**Quoted text:**
- - - -

New remove_epsilon() for nfa

include/mata/nfa/delta.hh

@@ -247,8 +247,11 @@ public:
 
 /**
  * @brief Specialization of utils::SynchronizedExistentialIterator for iterating over SymbolPosts.
+ * 
+ * @todo Rename to SynchronizedExistentialStatePostIterator?
+ * @todo Move to synchronized-iterator.hh? Or add better explanation on how to use it here.
  */
-class SynchronizedExistentialSymbolPostIterator : public utils::SynchronizedExistentialIterator<utils::OrdVector<SymbolPost>::const_iterator> {
+class SynchronizedExistentialSymbolPostIterator : public utils::SynchronizedExistentialIterator<StatePost::const_iterator> {
 public:
     /**
      * @brief Get union of all targets.

include/mata/utils/synchronized-iterator.hh

@@ -10,21 +10,18 @@ namespace mata::utils {
 
 /**
  * Two classes that provide "synchronized" iterators through a vector of ordered vectors,
- * (or of some ordered OrdContainer that have a similar iterator),
- * needed in computation of post
- * in subset construction, product, and non-determinization.
+ * (or of some ordered OrdContainer that have a similar iterator), needed in computation
+ * of post in subset construction, product, and determinization.
  *
- * The Type stored in OrdContainers must be comparable with <,>,==,!=,<=,>=,
- * and it must be a total (linear) ordering.
- * The intended usage in, for instance, determinisation is for Type to be TransSymbolStates.
- * TransSymbolStates is ordered by the symbol.
+ * The Type stored in OrdContainers must be comparable with <,>,==,!=,<=,>=, and it must
+ * be a total (linear) ordering. The intended usage in, for instance, determinization is
+ * for Type to be StatePost. StatePost is ordered by the symbol.
  *
- * SynchronisedIterator is the parent virtual class.
- * It stores a vector of end-iterators for the OrdContainer v and a vector of current positions.
- * They are filled in using the function push_back(begin,end), that adds begin and end iterators of v to positions and
- *  ends, respectively
- * Method advance advances all positions forward so that they are synchronized on the next smallest equiv class
- * (next smallest symbol in the case of TransSymbolStates).
+ * SynchronisedIterator is the parent virtual class. It stores a vector of end-iterators
+ * for the OrdContainer v and a vector of current positions. They are filled in using
+ * the function push_back(begin,end), that adds begin and end iterators of v to positions
+ * and ends, respectively. Method advance advances all positions forward so that they are
+ * synchronized on the next smallest equiv class (next symbol in the case of StatePost).
  *
  * There are two versions of the class.

- - - -

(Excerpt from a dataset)
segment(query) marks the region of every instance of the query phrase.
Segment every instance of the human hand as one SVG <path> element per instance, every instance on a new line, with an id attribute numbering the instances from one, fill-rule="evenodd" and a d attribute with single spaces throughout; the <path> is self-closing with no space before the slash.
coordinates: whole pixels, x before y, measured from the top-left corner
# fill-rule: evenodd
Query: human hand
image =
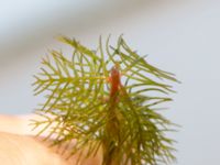
<path id="1" fill-rule="evenodd" d="M 0 116 L 0 164 L 3 165 L 75 165 L 78 155 L 69 160 L 50 147 L 48 143 L 34 138 L 37 131 L 32 131 L 31 116 Z M 74 141 L 73 144 L 74 145 Z M 68 150 L 68 148 L 67 148 Z M 66 151 L 68 152 L 68 151 Z M 84 165 L 101 164 L 100 155 L 84 161 Z"/>

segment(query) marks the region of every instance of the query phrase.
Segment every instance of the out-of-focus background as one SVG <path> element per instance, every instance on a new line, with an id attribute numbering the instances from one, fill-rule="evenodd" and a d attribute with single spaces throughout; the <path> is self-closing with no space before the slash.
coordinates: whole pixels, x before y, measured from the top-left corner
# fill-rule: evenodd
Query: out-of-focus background
<path id="1" fill-rule="evenodd" d="M 0 113 L 30 113 L 32 75 L 54 37 L 75 36 L 88 46 L 100 34 L 121 33 L 150 63 L 174 72 L 182 85 L 168 118 L 178 165 L 220 164 L 220 1 L 218 0 L 0 0 Z M 96 48 L 96 47 L 95 47 Z"/>

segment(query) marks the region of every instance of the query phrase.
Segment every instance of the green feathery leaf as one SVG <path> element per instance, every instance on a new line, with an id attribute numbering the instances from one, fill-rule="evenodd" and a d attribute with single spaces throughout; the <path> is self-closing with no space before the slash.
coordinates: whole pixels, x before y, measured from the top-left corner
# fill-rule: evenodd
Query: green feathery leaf
<path id="1" fill-rule="evenodd" d="M 72 56 L 51 51 L 35 75 L 34 94 L 45 95 L 45 102 L 35 113 L 37 135 L 47 131 L 54 145 L 77 140 L 69 156 L 82 158 L 102 151 L 102 165 L 156 165 L 175 161 L 174 140 L 166 136 L 173 124 L 154 110 L 172 101 L 173 92 L 165 80 L 178 80 L 132 51 L 122 36 L 117 46 L 105 47 L 99 40 L 96 52 L 76 40 L 62 36 L 73 47 Z M 163 81 L 162 81 L 163 80 Z M 157 95 L 157 96 L 155 96 Z M 50 128 L 50 130 L 48 130 Z M 82 154 L 86 151 L 87 154 Z"/>

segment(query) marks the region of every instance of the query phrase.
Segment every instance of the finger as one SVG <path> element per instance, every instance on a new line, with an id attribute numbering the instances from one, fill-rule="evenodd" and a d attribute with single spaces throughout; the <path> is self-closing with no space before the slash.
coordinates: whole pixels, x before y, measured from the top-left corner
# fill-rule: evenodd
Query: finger
<path id="1" fill-rule="evenodd" d="M 3 165 L 69 165 L 36 140 L 0 132 L 0 162 Z"/>

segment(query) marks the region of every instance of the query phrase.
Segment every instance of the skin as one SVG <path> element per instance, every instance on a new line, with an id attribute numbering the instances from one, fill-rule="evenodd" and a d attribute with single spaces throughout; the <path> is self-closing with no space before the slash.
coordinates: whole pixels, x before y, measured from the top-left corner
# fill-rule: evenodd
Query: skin
<path id="1" fill-rule="evenodd" d="M 69 148 L 51 147 L 50 141 L 43 142 L 35 138 L 36 131 L 31 130 L 30 116 L 0 114 L 0 164 L 3 165 L 75 165 L 78 154 L 66 160 Z M 52 141 L 52 140 L 51 140 Z M 74 145 L 75 141 L 70 145 Z M 62 154 L 65 151 L 66 154 Z M 84 165 L 100 165 L 101 153 L 82 161 Z"/>

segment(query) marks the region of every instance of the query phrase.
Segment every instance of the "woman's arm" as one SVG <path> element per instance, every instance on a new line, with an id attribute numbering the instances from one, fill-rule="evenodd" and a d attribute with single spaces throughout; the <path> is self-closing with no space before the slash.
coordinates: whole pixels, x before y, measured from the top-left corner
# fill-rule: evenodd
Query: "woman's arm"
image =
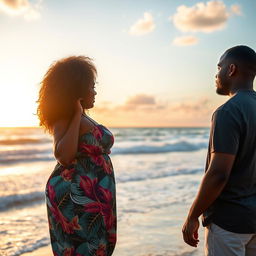
<path id="1" fill-rule="evenodd" d="M 76 111 L 72 119 L 60 120 L 54 124 L 54 156 L 61 165 L 70 164 L 76 155 L 78 147 L 79 128 L 83 108 L 78 99 Z"/>

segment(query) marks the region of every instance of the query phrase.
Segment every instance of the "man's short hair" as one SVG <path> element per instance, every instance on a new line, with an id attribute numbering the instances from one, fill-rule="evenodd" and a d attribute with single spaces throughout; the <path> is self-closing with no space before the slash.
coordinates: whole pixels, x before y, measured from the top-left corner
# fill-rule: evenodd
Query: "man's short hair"
<path id="1" fill-rule="evenodd" d="M 252 48 L 238 45 L 228 49 L 225 54 L 225 57 L 234 61 L 244 74 L 253 77 L 256 75 L 256 53 Z"/>

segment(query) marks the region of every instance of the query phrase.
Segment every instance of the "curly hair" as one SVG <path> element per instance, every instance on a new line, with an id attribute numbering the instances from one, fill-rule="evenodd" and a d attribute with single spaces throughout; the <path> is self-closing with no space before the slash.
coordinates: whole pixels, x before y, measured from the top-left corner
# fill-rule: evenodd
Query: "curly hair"
<path id="1" fill-rule="evenodd" d="M 54 62 L 40 83 L 37 101 L 40 126 L 52 133 L 56 121 L 70 120 L 76 100 L 86 95 L 96 76 L 97 70 L 88 57 L 71 56 Z"/>

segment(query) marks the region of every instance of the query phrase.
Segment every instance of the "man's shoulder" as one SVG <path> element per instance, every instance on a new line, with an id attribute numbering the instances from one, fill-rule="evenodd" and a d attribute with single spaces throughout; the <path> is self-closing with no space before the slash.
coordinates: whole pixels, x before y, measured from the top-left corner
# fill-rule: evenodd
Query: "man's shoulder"
<path id="1" fill-rule="evenodd" d="M 238 92 L 230 99 L 228 99 L 224 104 L 219 106 L 215 110 L 215 112 L 239 110 L 243 104 L 246 104 L 248 102 L 247 97 L 247 94 Z"/>

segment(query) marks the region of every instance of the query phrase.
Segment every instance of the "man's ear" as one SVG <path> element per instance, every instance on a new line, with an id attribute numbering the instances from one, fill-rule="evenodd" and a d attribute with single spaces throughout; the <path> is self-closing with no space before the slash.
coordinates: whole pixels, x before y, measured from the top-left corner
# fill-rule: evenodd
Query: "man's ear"
<path id="1" fill-rule="evenodd" d="M 233 76 L 236 73 L 236 71 L 237 71 L 237 66 L 235 64 L 230 64 L 228 76 Z"/>

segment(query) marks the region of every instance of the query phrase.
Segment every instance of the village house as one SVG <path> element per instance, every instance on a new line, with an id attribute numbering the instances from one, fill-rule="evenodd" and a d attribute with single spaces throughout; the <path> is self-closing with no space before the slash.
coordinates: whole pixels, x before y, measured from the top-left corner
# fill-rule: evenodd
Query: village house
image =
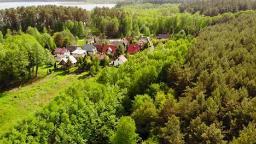
<path id="1" fill-rule="evenodd" d="M 124 44 L 125 46 L 126 46 L 128 44 L 129 44 L 130 40 L 131 40 L 130 38 L 125 38 L 121 40 L 121 42 Z"/>
<path id="2" fill-rule="evenodd" d="M 113 42 L 113 45 L 117 47 L 119 45 L 121 45 L 122 46 L 123 49 L 124 49 L 124 50 L 125 50 L 125 46 L 126 45 L 123 42 L 121 42 L 121 41 L 114 41 L 114 42 Z"/>
<path id="3" fill-rule="evenodd" d="M 112 61 L 111 64 L 114 65 L 114 66 L 119 66 L 120 65 L 124 64 L 127 61 L 128 61 L 128 60 L 125 56 L 124 56 L 124 55 L 122 55 L 119 56 L 118 58 L 117 58 L 115 60 Z"/>
<path id="4" fill-rule="evenodd" d="M 61 61 L 61 60 L 66 58 L 67 56 L 70 56 L 70 52 L 67 49 L 63 48 L 56 48 L 54 51 L 54 53 L 56 55 L 55 57 L 55 60 L 57 61 Z"/>
<path id="5" fill-rule="evenodd" d="M 77 47 L 76 45 L 66 45 L 65 48 L 69 50 L 71 53 L 77 49 Z"/>
<path id="6" fill-rule="evenodd" d="M 143 44 L 145 44 L 148 43 L 148 38 L 141 35 L 137 39 L 137 40 L 138 41 L 138 43 L 143 43 Z"/>
<path id="7" fill-rule="evenodd" d="M 95 44 L 94 46 L 97 48 L 98 51 L 102 51 L 102 44 Z"/>
<path id="8" fill-rule="evenodd" d="M 170 37 L 170 35 L 168 34 L 159 34 L 157 37 L 158 39 L 167 39 Z"/>
<path id="9" fill-rule="evenodd" d="M 103 47 L 102 52 L 109 55 L 113 55 L 115 52 L 115 48 L 117 47 L 115 45 L 106 45 Z"/>
<path id="10" fill-rule="evenodd" d="M 87 55 L 87 51 L 82 50 L 76 50 L 75 51 L 71 52 L 71 53 L 74 57 L 84 57 L 85 55 Z"/>
<path id="11" fill-rule="evenodd" d="M 68 57 L 65 57 L 65 58 L 62 58 L 62 60 L 61 60 L 61 61 L 59 64 L 59 65 L 61 65 L 61 68 L 62 68 L 62 69 L 67 69 L 67 68 L 66 67 L 66 63 L 67 62 L 68 58 L 69 58 L 70 61 L 71 61 L 71 62 L 73 64 L 73 66 L 77 65 L 77 59 L 73 56 L 68 56 Z"/>
<path id="12" fill-rule="evenodd" d="M 84 50 L 87 51 L 87 53 L 89 55 L 93 55 L 97 52 L 97 48 L 91 44 L 85 44 Z"/>
<path id="13" fill-rule="evenodd" d="M 98 59 L 100 59 L 100 60 L 102 60 L 104 58 L 104 54 L 102 54 L 102 53 L 96 53 L 95 55 L 95 57 L 98 57 Z M 109 58 L 109 57 L 108 56 L 106 56 L 106 57 L 107 59 Z"/>
<path id="14" fill-rule="evenodd" d="M 136 52 L 139 52 L 139 45 L 138 44 L 129 44 L 127 53 L 131 55 L 134 55 Z"/>

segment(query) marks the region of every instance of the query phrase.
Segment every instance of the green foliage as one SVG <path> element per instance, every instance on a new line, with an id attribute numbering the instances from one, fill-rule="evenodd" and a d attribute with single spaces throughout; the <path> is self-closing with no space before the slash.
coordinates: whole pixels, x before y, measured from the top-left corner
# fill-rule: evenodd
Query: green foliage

- - - -

**Problems to solve:**
1. Using the code diff, answer:
(a) In the new version, which iterator type is the template argument of the parent class of SynchronizedExistentialSymbolPostIterator?
(b) Which file contains the comment describing the two classes that provide synchronized iterators?
(c) According to the updated comment, what is StatePost ordered by?
2. Extend the code diff for the new remove_epsilon() beyond its final line.

**Answers to the problems:**
1.
(a) StatePost::const_iterator
(b) include/mata/utils/synchronized-iterator.hh
(c) The symbol.

2.
  * i) In product, ALL positions must point to currently the smallest equiv. class (Moves with the same symbol).

src/nfa/operations.cc

@@ -10,7 +10,8 @@
 #include "mata/utils/sparse-set.hh"
 #include "mata/nfa/nfa.hh"
 #include "mata/nfa/algorithms.hh"
-#include <mata/simlib/explicit_lts.hh>
+#include "mata/utils/synchronized-iterator.hh"
+#include "mata/simlib/explicit_lts.hh"
 
 using std::tie;
 
@@ -309,63 +310,87 @@ bool mata::nfa::Nfa::make_complete(const OrdVector<Symbol>& symbols, const std::
     return transition_added;
 }
 
-//TODO: based on the comments inside, this function needs to be rewritten in a more optimal way.
 Nfa mata::nfa::remove_epsilon(const Nfa& aut, Symbol epsilon) {
-    // cannot use multimap, because it can contain multiple occurrences of (a -> a), (a -> a)
-    std::unordered_map<State, StateSet> eps_closure;
-
-    // TODO: grossly inefficient
     // first we compute the epsilon closure
     const size_t num_of_states{aut.num_of_states() };
-    for (size_t i{ 0 }; i < num_of_states; ++i)
-    {
-        for (const auto& trans: aut.delta[i])
-        { // initialize
-            const auto it_ins_pair = eps_closure.insert({i, {i}});
-            if (trans.symbol == epsilon)
-            {
-                StateSet& closure = it_ins_pair.first->second;
-                // TODO: Fix possibly insert to OrdVector. Create list already ordered, then merge (do not need to resize each time);
-                closure.insert(trans.targets);
+
+    // delta keeping only epsilon transitions
+    std::vector<StateSet> eps_delta(num_of_states);
+    // its inverse
+    std::vector<StateSet> eps_delta_inverse(num_of_states);
+
+    // compute the epsilon delta
+    for (State state{ 0 }; state < num_of_states; ++state) {
+        const StatePost& post{ aut.delta[state] };
+        const auto eps_move_it { post.find(epsilon) }; //TODO: make faster if default epsilon by checking back
+        if (eps_move_it != post.end()) {
+            eps_delta[state] = eps_move_it->targets;
+            for (State target_of_epsilon_transition : eps_move_it->targets) {
+                eps_delta_inverse[target_of_epsilon_transition].insert(state);
             }
         }
     }
 
-    bool changed = true;
-    while (changed) { // Compute the fixpoint.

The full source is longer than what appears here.